__EXERCISE OBJECTIVE__
Each line of the data below that includes the string "boat" must be copied.

----------------

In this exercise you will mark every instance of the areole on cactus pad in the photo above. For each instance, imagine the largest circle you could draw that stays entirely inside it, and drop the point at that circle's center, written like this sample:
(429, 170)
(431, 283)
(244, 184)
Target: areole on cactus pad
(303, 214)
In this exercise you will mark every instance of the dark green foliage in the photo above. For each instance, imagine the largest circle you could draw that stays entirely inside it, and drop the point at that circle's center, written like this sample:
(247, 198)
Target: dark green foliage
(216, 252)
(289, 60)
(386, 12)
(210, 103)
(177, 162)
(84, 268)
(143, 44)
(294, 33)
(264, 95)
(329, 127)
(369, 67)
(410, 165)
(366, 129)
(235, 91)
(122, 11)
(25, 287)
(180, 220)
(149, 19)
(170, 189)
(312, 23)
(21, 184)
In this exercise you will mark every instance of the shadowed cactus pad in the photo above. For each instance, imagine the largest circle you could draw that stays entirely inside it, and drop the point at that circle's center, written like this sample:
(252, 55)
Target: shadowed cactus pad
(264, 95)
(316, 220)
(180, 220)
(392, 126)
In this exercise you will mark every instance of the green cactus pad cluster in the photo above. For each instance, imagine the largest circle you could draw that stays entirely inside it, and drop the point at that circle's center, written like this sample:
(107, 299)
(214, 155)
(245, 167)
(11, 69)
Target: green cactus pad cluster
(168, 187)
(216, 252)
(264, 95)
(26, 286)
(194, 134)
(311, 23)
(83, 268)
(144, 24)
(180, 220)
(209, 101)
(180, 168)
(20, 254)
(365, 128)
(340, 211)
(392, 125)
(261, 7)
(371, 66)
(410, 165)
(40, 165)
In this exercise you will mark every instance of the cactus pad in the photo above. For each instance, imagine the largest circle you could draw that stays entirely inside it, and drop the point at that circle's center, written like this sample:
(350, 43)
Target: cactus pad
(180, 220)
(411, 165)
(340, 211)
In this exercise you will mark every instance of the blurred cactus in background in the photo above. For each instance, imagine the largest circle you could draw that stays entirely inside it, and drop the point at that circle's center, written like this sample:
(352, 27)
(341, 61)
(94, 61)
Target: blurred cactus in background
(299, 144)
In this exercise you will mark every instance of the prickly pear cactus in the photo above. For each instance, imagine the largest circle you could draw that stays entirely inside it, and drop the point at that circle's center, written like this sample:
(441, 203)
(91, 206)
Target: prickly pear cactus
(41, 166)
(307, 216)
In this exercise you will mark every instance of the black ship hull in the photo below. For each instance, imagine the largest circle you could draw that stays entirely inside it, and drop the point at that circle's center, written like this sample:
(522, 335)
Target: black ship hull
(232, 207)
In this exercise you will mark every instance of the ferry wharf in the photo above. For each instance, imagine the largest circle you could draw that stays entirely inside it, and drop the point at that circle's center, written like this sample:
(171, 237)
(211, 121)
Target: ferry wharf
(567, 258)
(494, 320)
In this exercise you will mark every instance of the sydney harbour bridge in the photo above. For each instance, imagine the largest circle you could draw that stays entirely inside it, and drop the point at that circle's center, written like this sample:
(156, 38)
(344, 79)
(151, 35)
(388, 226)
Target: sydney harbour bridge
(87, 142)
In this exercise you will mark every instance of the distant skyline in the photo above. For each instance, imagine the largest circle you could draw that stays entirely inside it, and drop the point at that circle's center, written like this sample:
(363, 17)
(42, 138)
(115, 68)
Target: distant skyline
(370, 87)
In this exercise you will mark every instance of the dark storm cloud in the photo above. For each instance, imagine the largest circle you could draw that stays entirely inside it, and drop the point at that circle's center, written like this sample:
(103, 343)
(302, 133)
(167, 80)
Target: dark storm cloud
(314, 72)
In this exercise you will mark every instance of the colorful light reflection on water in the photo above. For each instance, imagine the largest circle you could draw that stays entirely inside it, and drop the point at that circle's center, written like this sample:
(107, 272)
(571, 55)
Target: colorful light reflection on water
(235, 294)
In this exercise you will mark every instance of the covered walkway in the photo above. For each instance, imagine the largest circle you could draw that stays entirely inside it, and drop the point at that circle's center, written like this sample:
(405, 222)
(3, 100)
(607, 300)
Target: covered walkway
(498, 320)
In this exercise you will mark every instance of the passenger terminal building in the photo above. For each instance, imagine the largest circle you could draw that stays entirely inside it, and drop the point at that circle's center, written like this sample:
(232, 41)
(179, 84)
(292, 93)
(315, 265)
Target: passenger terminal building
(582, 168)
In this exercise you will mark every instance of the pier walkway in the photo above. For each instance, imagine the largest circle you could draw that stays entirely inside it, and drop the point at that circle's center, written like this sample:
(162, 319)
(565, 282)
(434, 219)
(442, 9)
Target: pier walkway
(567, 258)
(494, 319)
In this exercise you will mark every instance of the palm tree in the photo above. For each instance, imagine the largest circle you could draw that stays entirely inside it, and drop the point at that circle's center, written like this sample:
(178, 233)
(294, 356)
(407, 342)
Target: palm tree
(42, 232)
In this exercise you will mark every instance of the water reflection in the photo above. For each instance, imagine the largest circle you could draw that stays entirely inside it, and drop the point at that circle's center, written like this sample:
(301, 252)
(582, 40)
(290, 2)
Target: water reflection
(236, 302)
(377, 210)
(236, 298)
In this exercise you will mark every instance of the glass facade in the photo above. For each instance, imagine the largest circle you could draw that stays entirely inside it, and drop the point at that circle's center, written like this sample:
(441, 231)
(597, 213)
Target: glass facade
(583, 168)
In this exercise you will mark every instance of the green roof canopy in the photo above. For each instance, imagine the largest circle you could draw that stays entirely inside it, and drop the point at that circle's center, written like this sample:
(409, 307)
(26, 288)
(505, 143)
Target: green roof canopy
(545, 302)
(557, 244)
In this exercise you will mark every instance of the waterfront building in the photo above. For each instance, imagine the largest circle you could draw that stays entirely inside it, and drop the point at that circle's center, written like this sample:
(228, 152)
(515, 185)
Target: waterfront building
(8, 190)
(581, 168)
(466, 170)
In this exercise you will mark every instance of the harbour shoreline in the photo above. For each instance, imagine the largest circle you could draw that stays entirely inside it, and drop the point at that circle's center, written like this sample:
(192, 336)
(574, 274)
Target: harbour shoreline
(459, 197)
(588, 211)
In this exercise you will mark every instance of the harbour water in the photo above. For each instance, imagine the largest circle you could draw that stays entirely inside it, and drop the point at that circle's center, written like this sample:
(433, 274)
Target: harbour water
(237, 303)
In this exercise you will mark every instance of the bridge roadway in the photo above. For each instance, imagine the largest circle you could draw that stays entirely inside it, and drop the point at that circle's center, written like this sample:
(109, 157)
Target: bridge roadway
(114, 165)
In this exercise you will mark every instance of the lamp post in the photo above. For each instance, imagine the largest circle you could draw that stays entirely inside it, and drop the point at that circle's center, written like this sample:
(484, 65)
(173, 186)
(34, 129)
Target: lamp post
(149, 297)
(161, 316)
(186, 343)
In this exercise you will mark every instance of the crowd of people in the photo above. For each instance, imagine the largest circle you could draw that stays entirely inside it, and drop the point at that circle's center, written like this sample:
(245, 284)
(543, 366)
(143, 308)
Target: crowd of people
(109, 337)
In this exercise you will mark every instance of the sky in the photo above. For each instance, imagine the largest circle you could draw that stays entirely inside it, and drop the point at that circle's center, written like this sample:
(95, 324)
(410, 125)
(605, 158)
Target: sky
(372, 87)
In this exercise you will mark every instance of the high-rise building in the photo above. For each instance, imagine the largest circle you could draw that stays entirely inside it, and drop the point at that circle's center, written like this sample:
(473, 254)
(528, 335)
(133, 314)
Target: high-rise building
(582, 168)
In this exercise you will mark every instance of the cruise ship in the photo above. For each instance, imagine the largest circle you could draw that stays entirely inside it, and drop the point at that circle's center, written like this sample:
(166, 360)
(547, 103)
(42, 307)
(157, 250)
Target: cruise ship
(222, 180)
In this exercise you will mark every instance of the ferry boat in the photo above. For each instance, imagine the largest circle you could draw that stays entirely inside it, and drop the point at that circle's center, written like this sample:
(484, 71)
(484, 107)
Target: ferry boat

----------------

__FINISHED TASK__
In this exercise you will mark every instance of the ferry boat in the photo above. For each instance, imagine the largest circle you could draw that stays entirely inside it, and drop the point at that circle's center, written like this sample:
Target: ferry boat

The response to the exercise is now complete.